**Document extract**

Re: [PATCH 0/1] sched: Restore PREEMPT_NONE as default

From: Andres Freund

Date: Sat Apr 04 2026 - 21:40:42 EST


Hi,

On 2026-04-04 13:42:22 -0400, Andres Freund wrote:
> On 2026-04-03 23:32:07 +0200, Peter Zijlstra wrote:
> > On Fri, Apr 03, 2026 at 07:19:36PM +0000, Salvatore Dipietro wrote:
> I'm not quite sure I understand why the spinlock in Salvatore's benchmark does
> shows up this heavily:
>
> - For something like the benchmark here, it should only be used until
> postgres' buffer pool is fully used, as the freelist only contains buffers
> not in use, and we check without a lock whether it contains buffers. Once
> running, buffers are only added to the freelist if tables/indexes are
> dropped/truncated. And the benchmark seems like it runs long enough that we
> should actually reach the point the freelist should be empty?
>
> - The section covered by the spinlock is only a few instructions long and it
> is only hit if we have to do a somewhat heavyweight operation afterwards
> (read in a page into the buffer pool), it seems surprising that this short
> section gets interrupted frequently enough to cause a regression of this
> magnitude.
>
> For a moment I thought it might be because, while holding the spinlock, some
> memory is touched for the first time, but that is actually not the case.

**Required actions**
A. Answer these about the PREEMPT_NONE thread post:
(i) Who sent this reply, and on what date?
(ii) Once things are running, when are buffers added to the freelist?
(iii) What heavier operation comes after the short section covered by the spinlock?
B. Continue the PREEMPT_NONE thread post from its last line.
The rows aren't needed for anything here.

**Records shown**
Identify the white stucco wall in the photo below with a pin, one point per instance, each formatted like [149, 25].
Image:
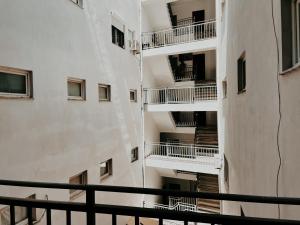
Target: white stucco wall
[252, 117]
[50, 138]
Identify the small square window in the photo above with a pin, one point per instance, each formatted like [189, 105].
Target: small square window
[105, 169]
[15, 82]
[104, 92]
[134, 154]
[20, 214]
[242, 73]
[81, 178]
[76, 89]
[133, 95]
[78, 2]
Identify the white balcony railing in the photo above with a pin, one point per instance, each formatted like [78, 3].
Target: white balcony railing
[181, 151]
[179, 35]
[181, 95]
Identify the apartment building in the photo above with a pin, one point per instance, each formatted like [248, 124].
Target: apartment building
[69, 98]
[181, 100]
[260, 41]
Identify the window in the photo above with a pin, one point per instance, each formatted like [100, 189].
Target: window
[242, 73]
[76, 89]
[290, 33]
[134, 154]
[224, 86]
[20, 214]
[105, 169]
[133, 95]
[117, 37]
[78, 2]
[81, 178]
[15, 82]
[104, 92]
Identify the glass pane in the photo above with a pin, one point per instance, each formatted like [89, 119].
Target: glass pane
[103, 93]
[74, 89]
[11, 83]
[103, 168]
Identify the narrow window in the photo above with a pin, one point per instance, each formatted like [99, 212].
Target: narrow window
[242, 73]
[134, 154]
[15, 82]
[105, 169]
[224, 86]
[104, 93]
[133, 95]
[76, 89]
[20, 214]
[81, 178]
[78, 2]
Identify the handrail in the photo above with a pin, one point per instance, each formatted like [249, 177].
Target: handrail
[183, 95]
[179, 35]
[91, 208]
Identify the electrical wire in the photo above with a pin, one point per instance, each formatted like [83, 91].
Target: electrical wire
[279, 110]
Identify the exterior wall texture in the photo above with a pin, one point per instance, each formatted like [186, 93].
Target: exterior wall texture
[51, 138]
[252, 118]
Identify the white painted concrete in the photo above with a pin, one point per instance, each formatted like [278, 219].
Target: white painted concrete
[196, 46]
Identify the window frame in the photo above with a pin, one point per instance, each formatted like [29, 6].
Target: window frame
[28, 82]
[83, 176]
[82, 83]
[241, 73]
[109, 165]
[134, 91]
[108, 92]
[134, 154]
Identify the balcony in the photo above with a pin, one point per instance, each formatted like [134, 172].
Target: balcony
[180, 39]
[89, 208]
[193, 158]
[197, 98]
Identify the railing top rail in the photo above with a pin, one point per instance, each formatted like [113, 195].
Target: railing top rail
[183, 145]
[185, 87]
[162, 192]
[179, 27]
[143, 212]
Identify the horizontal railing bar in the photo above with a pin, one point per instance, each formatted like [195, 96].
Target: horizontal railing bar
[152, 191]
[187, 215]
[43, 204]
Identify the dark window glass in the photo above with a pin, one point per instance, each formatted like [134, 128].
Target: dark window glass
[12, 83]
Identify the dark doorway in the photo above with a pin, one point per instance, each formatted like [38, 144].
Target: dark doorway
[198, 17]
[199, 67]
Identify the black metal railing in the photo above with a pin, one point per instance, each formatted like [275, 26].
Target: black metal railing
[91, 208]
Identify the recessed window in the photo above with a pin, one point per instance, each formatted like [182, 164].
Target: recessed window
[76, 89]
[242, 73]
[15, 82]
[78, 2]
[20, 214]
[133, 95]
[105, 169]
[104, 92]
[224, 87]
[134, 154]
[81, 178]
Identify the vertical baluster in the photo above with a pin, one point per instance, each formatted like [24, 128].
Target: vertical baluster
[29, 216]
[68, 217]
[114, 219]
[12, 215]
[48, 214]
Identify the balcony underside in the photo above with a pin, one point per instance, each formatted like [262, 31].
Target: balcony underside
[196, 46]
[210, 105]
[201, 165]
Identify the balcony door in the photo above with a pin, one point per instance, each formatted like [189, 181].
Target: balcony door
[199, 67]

**Answers for this exercise**
A.
(i) Andres Freund, on Sat Apr 04 2026.
(ii) Only if tables or indexes are dropped or truncated.
(iii) Reading a page into the buffer pool.

B.
>

I tried to reproduce the regression on a 2x Xeon Gold 6442Y with 256GB of
memory, running 3aae9383f42f (7.0.0-rc6 + some). That's just 48 cores / 96
threads, so it's smaller, and it's x86, not arm, but it's what I can quickly
update to an unreleased kernel.


So far I don't see such a regression and I basically see no time spent
GetVictimBuffer()->StrategyGetBuffer()->s_lock() (< 0.2%).

Which I don't find surprising, this workload doesn't read enough to have
contention in there. Salvatore reported on the order of 100k transactions/sec
(with one update, one read and one insert). Even if just about all of those
were misses - and they shouldn't be with 25% of 384G as postgres'
shared_buffers as the script indicates, and we know that s_b is not full due
to even hitting GetVictimBuffer() - that'd just be a ~200k IOs/sec from the
page cache. That's not that much.


Now, this machine is smaller and a different arch, so who knows.

The 7.0-rc numbers I am getting are higher than what Salvatore reported on a
bigger machine. It's hard to compare though, as I am testing with local
storage, and this workload should be extremely write latency bound (but my
storage has crappy fsync latency, so ...).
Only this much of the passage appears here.